> Work task
Each entry is to be restated word for word, with nothing omitted.

> Data supplied
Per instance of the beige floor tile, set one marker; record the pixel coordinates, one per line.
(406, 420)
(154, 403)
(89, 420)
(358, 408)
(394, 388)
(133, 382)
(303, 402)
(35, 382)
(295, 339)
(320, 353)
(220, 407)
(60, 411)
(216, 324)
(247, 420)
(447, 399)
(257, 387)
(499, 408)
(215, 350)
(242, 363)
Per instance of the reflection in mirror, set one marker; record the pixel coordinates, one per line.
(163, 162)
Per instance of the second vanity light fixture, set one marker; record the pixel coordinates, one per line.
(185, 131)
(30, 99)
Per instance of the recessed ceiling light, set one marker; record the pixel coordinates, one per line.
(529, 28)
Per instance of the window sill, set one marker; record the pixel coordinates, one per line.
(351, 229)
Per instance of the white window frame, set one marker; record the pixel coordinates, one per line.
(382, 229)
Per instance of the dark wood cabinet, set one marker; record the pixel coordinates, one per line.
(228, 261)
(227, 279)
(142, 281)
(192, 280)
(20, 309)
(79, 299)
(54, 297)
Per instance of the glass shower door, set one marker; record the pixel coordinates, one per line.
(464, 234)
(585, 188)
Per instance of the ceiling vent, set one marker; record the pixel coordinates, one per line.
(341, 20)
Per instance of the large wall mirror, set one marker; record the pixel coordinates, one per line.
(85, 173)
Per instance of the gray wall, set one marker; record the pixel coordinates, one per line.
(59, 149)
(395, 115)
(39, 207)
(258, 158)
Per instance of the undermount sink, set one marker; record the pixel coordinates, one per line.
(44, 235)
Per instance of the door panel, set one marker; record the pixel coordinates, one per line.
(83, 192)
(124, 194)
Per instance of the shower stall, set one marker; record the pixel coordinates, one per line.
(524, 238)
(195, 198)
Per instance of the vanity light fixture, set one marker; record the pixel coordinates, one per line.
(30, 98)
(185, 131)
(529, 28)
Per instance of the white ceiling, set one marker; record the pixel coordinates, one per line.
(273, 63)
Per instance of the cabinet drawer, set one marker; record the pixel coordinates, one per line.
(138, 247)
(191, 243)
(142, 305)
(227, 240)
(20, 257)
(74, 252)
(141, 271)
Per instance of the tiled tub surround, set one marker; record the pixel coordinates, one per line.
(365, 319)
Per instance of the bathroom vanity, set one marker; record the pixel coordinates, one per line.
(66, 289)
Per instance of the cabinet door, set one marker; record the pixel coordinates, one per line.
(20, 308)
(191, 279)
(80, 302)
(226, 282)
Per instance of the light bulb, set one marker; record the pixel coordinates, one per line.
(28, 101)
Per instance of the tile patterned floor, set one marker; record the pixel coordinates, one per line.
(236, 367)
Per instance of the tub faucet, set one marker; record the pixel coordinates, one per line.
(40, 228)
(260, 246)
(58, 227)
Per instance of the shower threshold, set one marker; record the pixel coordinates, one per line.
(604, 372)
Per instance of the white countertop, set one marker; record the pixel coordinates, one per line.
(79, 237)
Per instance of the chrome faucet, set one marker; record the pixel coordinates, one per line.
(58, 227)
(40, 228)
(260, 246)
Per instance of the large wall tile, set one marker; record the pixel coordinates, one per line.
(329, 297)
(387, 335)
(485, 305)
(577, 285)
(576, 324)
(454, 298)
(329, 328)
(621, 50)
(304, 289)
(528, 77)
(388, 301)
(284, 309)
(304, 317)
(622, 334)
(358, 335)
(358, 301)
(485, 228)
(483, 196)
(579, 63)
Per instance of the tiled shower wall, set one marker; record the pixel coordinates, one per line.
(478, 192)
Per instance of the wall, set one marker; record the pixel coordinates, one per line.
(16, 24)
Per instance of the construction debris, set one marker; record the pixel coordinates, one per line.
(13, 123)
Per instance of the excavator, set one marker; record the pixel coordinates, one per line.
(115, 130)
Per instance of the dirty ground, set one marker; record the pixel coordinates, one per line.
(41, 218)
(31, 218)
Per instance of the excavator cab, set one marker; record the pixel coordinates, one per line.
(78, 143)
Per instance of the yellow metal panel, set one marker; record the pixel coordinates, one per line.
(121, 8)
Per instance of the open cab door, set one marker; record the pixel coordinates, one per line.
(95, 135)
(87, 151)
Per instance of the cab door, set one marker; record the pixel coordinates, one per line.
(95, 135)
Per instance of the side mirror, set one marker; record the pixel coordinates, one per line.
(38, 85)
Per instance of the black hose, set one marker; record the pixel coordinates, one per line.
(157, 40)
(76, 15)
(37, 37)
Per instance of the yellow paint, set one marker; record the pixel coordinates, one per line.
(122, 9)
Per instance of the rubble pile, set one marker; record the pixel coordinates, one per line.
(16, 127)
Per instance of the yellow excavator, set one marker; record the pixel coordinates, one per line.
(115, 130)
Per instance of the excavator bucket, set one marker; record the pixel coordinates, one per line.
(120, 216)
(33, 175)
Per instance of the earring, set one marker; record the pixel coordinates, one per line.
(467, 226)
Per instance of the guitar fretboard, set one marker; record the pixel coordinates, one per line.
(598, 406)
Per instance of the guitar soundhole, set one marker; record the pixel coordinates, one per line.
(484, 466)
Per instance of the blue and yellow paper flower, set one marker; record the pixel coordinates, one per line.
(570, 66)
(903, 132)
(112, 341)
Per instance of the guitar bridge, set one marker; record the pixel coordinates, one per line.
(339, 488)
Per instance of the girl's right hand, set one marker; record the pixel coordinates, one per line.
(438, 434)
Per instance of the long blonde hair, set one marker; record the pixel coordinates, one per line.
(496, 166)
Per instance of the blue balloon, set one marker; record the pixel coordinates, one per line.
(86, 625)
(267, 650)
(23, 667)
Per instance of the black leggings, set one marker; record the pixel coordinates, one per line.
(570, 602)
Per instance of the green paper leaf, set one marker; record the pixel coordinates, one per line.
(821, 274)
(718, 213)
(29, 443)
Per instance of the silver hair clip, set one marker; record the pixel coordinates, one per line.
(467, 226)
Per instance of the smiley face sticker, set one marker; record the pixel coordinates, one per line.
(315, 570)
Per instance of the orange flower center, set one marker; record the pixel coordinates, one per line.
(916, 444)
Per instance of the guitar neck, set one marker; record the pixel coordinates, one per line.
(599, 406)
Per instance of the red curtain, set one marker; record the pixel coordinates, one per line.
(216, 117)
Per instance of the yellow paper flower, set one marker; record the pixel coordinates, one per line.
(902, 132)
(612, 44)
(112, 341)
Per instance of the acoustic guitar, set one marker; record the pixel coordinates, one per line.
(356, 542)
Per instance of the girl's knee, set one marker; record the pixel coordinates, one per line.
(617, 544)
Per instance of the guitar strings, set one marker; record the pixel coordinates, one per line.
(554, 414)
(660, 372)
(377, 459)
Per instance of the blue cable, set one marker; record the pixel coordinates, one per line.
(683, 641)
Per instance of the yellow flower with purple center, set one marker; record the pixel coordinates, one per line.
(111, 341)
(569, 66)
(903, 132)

> Written solution
Per instance of the beige floor tile, set one marker; record the pixel coordinates, one per line.
(406, 420)
(154, 403)
(89, 420)
(358, 408)
(394, 388)
(133, 382)
(303, 402)
(35, 382)
(295, 339)
(320, 353)
(220, 407)
(60, 411)
(216, 324)
(247, 420)
(447, 399)
(257, 387)
(499, 408)
(215, 350)
(242, 363)
Per instance of the reflection in mirror, set one marker; record the pixel coordinates, one per line.
(163, 162)
Per instance of the second vanity light fixture, set one marker; record the pixel coordinates, one per line.
(185, 131)
(30, 99)
Per instance of the recessed ceiling light, set one marker; record the pixel coordinates, one per line.
(529, 28)
Per instance of the window sill, set one marker; record the pixel coordinates, one per line.
(351, 229)
Per instance of the white window frame, set one marker; record the pixel coordinates, one per line.
(382, 229)
Per instance of the dark wood cabinet, set one marker; record the pixel coordinates, one per line.
(228, 261)
(227, 279)
(142, 281)
(192, 280)
(20, 309)
(79, 299)
(54, 297)
Per instance of the glass shower door, set one marker; record the pixel coordinates, one per line.
(464, 234)
(585, 188)
Per instance of the ceiling vent, set one marker; record the pixel coordinates, one per line.
(341, 20)
Per instance of the large wall mirror, set one marker; record the pixel coordinates, one per line.
(85, 173)
Per instance of the gray wall, set one marker; record the pixel coordinates, one per line.
(59, 149)
(395, 115)
(39, 207)
(258, 158)
Per instance of the undermount sink, set one marker; record the pixel coordinates, one per line.
(44, 235)
Per instance of the door panel, set one marker; record the pixel coordinates, one per line.
(83, 192)
(124, 194)
Per instance of the shower stall, set one marker; record the pixel coordinates, one per line.
(524, 238)
(195, 198)
Per instance of the vanity light fixture, set one marker; record the pixel coordinates, one per line.
(30, 98)
(185, 131)
(529, 28)
Per instance of the white ceiling, set one marker; record the pixel coordinates, one per line.
(273, 63)
Per instance of the cabinet drawer, set one marker; record the pixel coordinates, one per line.
(138, 247)
(191, 243)
(142, 305)
(227, 240)
(20, 257)
(74, 252)
(141, 271)
Per instance of the tiled tub surround, set one marker; record the pixel coordinates, one per line.
(365, 319)
Per instance of the bathroom vanity, set one marker; record the pixel coordinates, one per line.
(66, 289)
Per instance of the cabinet door, set one marker; record the pixel coordinates, one per line.
(20, 308)
(191, 279)
(80, 302)
(226, 282)
Per instance of the light bulb, set one marker; record the pixel coordinates, one per line.
(28, 101)
Per instance of the tile patterned floor, set one marker; record the pixel coordinates, one per line.
(236, 367)
Per instance of the tub faucet, set one marker; record the pixel coordinates, one per line.
(40, 228)
(260, 246)
(58, 227)
Per instance of the shower threshold, set one marker; record the pixel coordinates, one per line.
(604, 372)
Per instance of the white countertop, set one marker; record the pixel coordinates, one per line.
(79, 237)
Per instance of the chrome faucet, set one marker; record the pixel coordinates, one per line.
(58, 227)
(40, 228)
(260, 246)
Per instance of the large wall tile, set one marker; record the pixel coordinates, one per line.
(329, 297)
(387, 335)
(485, 305)
(577, 285)
(576, 324)
(454, 298)
(329, 328)
(621, 50)
(304, 289)
(528, 77)
(388, 301)
(284, 309)
(304, 317)
(622, 334)
(358, 335)
(358, 301)
(485, 228)
(483, 196)
(579, 63)
Per instance of the tiled shower wall, set one marker; record the pixel coordinates, one per line.
(478, 192)
Per instance of the wall, set one marker; record the pixel coordinates, one per line.
(16, 24)
Per instance of the construction debris, set one marker; record the pixel coordinates, one per line.
(13, 123)
Per instance of the excavator, set one marker; record the pixel coordinates, one per line.
(115, 130)
Per instance of the dirty ground, set one marker; record the pixel coordinates, one per line.
(41, 218)
(31, 218)
Per instance of the excavator cab, set one marker; record the pixel coordinates, one per line.
(78, 143)
Per instance of the yellow metal panel, set one marker; record the pixel coordinates, one per line.
(121, 8)
Per instance of the open cab door, set one marker; record the pixel coordinates, one per line.
(95, 135)
(87, 151)
Per instance of the cab door, set one marker; record the pixel coordinates, one per line.
(95, 135)
Per instance of the side mirror, set one marker; record the pixel coordinates, one per line.
(38, 85)
Per instance of the black hose, set one marker; record the pixel coordinates, one per line.
(157, 40)
(76, 15)
(37, 37)
Per instance of the yellow paint, set one marker; record the pixel coordinates, one per line.
(122, 9)
Per instance of the rubble pile, set one marker; record the pixel coordinates, one per line.
(16, 127)
Per instance of the yellow excavator, set one marker; record the pixel coordinates, one per line.
(115, 130)
Per instance of the excavator bucket, set one marker; record the pixel coordinates, one per line.
(120, 216)
(33, 175)
Per instance of the earring, set one marker; record the pixel coordinates, one per line.
(467, 226)
Per instance of the guitar fretboard, set one marker; record the pixel coordinates, one per line.
(598, 406)
Per instance of the guitar soundhole, set one marker; record the pixel coordinates, one per line.
(484, 466)
Per instance of the blue and yellow paper flower, set one marker; record the pixel coordinates, one per line.
(570, 66)
(903, 132)
(112, 341)
Per instance of the guitar bridge, set one marker; record the pixel coordinates, one per line.
(339, 488)
Per instance of the girl's right hand, set one marker; record the pixel coordinates, one per line.
(438, 434)
Per instance of the long blonde hair, set one marker; record the pixel coordinates, one per line.
(496, 166)
Per instance of the blue balloon, set one marker; record the pixel coordinates, one per line.
(86, 625)
(267, 650)
(23, 667)
Per instance of the black leggings, set one marker; record the pixel coordinates, one per line.
(570, 602)
Per instance of the green paper leaf, set one marker; record the pixel coordinates, one per line.
(821, 274)
(718, 213)
(29, 443)
Per instance of the silver hair clip, set one marker; record the pixel coordinates, one per line.
(467, 226)
Per instance of the smiley face sticker, set one marker; record the pixel coordinates, one per line.
(315, 570)
Per instance of the orange flower center, set one marker; record the pixel coordinates, one per line.
(916, 444)
Per instance of the guitar neck, set one marker; record the pixel coordinates, one per line.
(599, 406)
Per instance of the red curtain, set one marker; record the pixel coordinates, one per line.
(216, 117)
Per instance of the yellow paper flower, set one marker; record the pixel coordinates, one per line.
(902, 132)
(612, 44)
(112, 341)
Per instance of the acoustic guitar, set one marker; record the pixel coordinates, one per line.
(356, 542)
Per instance of the girl's knee, set one marker; record the pixel coordinates, one per line.
(617, 544)
Per instance of the guitar strings, set one marker; record the pixel coordinates, one per line.
(554, 414)
(660, 372)
(377, 459)
Per instance of the blue cable, set one marker; record the pixel coordinates, one per line.
(683, 641)
Per instance of the yellow flower with purple center, set one marker; record the pixel coordinates, one per line.
(111, 341)
(569, 66)
(903, 132)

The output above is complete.